━━ TEXT BLOCK ━━
I do all of the above. It's so easy to rationalize sin and think, "I'm ok, I'm doing pretty good compared to a lot of people in the world."

It's especially easy because our society has caused us to value:

  • individualism/independence (I need to fulfill my desires first).
  • ambition (I'm going to pursue this direction in life because it will make me rich/successful/important/loved).
  • self-sufficiency (I don't need anyone else).
 
I've been guilty of such selfishness. I'm not sure if this occurs more often because I am single, but sometimes I get into a selfishness rut. I want what I want, and I work each day to get it. I want to be comfortable; I want people to love me and think well of me; I want to spend my resources (time/money/material things) on myself only.

This is sin: striving for these things without thought of what God wants me to do.

I'm committing to regularly pray that God would reveal my sin to me. That is the only way to grow, to gain victory over sin. I need to recognize it when it happens, or halt the thought before it becomes sin, confess it, and move on. God says that when we confess and repent, he will completely forgive us and purify us from all unrighteousness. (1 John 1:9)


God, show me my sin.

I know I'm selfish, and I often do things solely for my own good. Help me to surrender the things that I want, the things that I put first in my life. Help me to put you first, and to have the strength to do your will.

Thursday, February 9, 2012

Great music

There's a lot of great music out there. Personally, I love a song with acoustic guitars, good rhythm, and interesting lyrics (lyrics are key for me).

I listen to both mainstream "secular" and Christian artists, but I prefer to listen to Christian music.

Why?

Well, for one, the lyrics in songs by Christian artists are full of hope. I like listening to songs that make me say, "God's got this one. He's in control. My situation isn't as bad as I think it is. I might be sad, but God is helping me persevere through this trial."

I love music by Lifehouse. Sure, they are mainstream, but as far as I know, they are followers of Jesus. Their music often expresses sadness, loss, but in the midst of that they speak of God's power to heal.

This song, Broken, is a great one.
I'm falling apart,
I'm barely breathing.
With a broken heart,
That's still beating.
In the pain
There is healing
In your name,
I find meaning.



One secular artist that I listen to is "City and Colour", a brilliant song writer by the name of Dallas Green. (He's Canadian, which is awesome. Yay for supporting Canadian music!)


 His song "Hope for Now", despite its title, shows a real lack of hope.
But what it would take to live
As if I would not another day
To live without despair
And to be without desdain

How can I instill such hope
But be left with none of my own?
(http://www.lyricsmode.com/lyrics/c/city_and_colour/hope_for_now.html)

His lyrics often speak of emptiness, loneliness, hopelessness, pain... and he remarks on the fact that nothing can fix his pain.
━━━
| SHORT TASK |
Render this sentence from the blog post in Spanish: "Personally, I love a song with acoustic guitars, good rhythm, and interesting lyrics (lyrics are key for me)." The records after this point are separate material, unrelated to the blog post.
━━ EXTRACTED RECORDS ━━
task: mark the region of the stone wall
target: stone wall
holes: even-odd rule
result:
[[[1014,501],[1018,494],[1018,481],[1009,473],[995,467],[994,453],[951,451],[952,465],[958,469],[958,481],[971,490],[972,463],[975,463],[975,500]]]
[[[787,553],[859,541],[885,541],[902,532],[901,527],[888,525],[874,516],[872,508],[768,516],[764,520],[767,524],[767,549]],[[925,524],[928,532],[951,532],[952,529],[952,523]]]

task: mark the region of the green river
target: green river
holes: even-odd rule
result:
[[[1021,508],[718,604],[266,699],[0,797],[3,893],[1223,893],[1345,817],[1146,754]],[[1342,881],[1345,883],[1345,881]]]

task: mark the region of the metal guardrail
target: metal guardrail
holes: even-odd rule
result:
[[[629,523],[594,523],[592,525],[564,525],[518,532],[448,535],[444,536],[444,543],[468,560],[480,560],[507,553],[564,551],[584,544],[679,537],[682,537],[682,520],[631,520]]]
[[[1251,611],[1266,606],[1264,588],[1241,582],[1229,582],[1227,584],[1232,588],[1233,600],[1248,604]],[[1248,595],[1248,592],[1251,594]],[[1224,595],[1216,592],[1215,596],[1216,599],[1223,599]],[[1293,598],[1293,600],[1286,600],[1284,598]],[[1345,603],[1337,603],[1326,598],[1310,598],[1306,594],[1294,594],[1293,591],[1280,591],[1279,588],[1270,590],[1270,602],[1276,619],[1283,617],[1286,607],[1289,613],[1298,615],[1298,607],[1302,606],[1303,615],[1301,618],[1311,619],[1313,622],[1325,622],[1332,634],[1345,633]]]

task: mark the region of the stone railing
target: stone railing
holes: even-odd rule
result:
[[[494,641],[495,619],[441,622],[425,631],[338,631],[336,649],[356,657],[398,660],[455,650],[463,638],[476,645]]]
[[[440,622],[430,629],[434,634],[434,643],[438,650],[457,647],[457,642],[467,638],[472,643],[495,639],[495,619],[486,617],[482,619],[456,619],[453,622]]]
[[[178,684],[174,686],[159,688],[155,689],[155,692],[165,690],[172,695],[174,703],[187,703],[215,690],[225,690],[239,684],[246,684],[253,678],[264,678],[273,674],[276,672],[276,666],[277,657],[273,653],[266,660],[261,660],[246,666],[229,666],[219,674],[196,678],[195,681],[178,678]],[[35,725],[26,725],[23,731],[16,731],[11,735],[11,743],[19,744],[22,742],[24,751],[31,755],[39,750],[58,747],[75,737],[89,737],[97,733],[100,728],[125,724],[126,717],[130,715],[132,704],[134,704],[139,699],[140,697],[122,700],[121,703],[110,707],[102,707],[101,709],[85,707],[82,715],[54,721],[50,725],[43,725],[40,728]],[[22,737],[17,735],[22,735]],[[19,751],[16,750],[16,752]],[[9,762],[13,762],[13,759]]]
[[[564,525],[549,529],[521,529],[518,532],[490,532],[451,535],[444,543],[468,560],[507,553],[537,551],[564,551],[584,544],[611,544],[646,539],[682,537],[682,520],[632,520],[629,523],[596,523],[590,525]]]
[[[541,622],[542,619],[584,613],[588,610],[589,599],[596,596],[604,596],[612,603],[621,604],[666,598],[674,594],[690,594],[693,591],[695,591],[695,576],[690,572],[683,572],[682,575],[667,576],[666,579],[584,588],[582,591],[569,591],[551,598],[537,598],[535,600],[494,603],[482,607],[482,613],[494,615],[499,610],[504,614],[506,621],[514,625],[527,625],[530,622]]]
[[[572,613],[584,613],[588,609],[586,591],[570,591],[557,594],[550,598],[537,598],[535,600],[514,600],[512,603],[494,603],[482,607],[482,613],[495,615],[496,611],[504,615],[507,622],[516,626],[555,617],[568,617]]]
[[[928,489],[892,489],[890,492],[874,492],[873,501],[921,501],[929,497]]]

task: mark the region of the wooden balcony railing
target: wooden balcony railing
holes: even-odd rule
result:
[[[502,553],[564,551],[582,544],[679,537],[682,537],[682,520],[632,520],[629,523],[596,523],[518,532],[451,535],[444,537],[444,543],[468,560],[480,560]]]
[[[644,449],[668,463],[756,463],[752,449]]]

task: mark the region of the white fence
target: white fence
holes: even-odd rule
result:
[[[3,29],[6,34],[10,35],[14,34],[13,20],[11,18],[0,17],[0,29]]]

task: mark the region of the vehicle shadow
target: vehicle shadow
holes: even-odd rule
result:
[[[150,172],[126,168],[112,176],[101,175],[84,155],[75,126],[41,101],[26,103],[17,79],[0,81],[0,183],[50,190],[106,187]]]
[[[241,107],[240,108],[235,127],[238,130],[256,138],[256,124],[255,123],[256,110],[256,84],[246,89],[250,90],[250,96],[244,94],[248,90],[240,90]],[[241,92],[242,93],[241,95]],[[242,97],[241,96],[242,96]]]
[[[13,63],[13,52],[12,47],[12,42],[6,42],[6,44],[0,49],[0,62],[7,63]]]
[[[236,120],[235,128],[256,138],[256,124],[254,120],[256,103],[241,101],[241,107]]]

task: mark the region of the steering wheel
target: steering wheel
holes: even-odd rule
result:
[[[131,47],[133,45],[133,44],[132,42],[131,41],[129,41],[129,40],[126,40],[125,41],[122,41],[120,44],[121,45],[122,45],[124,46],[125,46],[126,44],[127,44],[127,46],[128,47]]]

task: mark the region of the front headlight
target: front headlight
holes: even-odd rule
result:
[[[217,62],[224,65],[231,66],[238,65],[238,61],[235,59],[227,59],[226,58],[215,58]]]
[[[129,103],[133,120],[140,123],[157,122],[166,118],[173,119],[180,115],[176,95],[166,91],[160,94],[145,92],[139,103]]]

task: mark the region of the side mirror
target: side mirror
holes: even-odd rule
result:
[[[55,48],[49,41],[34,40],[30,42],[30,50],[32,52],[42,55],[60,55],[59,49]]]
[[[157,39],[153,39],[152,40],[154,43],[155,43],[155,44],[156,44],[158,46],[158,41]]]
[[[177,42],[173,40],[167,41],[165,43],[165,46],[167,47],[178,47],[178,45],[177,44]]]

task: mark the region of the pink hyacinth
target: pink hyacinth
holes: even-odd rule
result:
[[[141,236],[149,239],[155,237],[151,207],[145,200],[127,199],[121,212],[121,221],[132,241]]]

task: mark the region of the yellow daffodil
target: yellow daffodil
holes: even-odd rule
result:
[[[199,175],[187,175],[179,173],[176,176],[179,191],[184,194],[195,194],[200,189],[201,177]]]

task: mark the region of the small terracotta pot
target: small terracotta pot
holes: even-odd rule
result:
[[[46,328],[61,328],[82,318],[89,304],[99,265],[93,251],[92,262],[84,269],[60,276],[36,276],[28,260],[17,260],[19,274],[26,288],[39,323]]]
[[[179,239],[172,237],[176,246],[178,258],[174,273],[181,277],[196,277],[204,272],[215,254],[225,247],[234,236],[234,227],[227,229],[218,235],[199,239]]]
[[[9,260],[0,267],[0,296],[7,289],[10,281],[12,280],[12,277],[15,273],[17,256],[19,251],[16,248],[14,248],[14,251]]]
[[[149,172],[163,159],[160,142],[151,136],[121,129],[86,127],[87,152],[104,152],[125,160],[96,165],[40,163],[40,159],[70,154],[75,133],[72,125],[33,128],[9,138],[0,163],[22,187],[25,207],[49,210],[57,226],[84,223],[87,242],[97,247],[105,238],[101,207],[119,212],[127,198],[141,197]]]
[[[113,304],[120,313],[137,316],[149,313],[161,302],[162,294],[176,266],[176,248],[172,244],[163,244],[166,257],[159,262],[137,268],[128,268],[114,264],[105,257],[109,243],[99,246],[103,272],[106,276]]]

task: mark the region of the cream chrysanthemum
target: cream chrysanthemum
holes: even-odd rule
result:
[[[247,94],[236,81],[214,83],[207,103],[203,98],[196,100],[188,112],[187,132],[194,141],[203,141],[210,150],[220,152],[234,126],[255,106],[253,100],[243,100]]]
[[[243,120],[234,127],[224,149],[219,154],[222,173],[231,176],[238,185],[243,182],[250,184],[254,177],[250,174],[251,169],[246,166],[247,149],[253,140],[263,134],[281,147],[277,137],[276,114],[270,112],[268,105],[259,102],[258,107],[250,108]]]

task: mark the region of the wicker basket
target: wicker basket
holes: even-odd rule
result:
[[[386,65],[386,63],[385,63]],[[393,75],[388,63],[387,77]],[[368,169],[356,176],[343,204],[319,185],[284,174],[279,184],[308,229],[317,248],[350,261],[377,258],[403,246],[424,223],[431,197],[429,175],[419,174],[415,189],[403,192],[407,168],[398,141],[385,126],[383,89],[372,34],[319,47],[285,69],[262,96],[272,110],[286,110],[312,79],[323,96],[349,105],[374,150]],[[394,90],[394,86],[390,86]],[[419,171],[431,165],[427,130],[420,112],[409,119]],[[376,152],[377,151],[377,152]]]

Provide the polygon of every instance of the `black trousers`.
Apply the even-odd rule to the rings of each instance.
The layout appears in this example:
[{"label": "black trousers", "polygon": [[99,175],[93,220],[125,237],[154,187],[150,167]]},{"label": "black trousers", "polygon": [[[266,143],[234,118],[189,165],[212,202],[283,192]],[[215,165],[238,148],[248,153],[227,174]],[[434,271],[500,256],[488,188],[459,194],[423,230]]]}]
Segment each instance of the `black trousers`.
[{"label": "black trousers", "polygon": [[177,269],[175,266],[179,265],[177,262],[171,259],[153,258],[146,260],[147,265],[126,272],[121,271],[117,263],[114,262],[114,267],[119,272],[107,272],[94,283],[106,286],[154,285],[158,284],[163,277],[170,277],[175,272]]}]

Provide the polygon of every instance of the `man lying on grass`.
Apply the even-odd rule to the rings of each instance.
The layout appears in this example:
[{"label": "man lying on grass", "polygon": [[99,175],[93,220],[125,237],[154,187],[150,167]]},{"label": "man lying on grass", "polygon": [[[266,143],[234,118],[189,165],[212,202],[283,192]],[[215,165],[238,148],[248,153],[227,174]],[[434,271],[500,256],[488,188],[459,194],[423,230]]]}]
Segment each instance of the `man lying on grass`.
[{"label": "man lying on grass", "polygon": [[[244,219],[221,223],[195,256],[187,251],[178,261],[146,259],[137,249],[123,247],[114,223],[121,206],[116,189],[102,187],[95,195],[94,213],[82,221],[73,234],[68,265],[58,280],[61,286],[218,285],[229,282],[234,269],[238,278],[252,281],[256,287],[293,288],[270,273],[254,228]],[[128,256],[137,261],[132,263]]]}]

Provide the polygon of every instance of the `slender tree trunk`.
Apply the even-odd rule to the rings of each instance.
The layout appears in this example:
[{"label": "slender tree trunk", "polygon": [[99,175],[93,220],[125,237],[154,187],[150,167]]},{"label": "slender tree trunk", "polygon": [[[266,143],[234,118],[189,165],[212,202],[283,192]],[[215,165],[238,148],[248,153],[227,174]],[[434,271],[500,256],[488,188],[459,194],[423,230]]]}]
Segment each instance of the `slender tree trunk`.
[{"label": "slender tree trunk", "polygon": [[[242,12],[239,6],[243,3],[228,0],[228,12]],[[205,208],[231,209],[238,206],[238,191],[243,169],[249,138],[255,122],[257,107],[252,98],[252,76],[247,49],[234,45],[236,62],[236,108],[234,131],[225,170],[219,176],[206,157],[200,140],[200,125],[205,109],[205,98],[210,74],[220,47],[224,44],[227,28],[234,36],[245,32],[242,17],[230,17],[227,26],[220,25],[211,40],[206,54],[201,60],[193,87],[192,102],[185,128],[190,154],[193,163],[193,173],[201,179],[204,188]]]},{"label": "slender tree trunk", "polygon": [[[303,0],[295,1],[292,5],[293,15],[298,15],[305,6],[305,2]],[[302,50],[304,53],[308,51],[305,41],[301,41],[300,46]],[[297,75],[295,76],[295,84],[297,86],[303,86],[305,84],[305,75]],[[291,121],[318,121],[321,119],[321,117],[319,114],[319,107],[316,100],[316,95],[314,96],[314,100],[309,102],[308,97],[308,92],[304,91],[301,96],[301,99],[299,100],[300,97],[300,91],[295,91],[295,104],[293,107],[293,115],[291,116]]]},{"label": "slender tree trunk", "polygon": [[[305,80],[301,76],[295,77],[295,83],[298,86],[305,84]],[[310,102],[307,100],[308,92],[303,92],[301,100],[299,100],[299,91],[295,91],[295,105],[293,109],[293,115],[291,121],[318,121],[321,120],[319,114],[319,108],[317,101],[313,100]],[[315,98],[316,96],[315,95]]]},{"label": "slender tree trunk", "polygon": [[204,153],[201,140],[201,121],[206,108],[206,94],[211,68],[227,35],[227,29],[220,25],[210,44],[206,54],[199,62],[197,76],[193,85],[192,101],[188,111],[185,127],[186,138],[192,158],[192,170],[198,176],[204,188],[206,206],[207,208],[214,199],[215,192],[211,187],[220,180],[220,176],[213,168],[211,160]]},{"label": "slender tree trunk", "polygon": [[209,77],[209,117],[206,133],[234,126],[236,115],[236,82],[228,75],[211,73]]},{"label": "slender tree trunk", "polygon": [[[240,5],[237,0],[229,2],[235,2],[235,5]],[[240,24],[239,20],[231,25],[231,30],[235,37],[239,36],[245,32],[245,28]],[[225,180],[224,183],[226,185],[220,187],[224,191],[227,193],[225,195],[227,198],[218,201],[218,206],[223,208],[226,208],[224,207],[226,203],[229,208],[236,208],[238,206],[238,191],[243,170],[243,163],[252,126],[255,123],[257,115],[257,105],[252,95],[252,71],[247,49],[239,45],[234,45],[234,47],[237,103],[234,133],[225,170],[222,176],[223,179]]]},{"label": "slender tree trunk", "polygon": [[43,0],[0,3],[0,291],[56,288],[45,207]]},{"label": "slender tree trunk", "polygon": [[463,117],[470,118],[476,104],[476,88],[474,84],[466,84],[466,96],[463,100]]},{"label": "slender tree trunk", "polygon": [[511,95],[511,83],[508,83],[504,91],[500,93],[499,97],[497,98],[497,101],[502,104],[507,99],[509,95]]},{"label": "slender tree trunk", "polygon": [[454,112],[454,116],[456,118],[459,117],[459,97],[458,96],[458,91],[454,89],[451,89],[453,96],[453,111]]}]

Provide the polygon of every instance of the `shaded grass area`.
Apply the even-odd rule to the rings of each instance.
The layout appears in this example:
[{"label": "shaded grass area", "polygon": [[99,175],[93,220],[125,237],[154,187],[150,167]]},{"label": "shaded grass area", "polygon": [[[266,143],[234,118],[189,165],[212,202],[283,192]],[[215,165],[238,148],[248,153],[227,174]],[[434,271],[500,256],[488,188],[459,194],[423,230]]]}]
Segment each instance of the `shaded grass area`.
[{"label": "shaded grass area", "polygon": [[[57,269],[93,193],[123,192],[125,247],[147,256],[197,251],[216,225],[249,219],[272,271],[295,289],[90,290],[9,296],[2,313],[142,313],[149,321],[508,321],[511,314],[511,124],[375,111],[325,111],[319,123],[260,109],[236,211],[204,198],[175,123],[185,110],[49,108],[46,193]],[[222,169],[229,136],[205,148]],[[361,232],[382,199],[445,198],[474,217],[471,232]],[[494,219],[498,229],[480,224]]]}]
━━━
| TASK RESULT |
Personalmente, me encanta una canción con guitarras acústicas, buen ritmo y letras interesantes (las letras son clave para mí).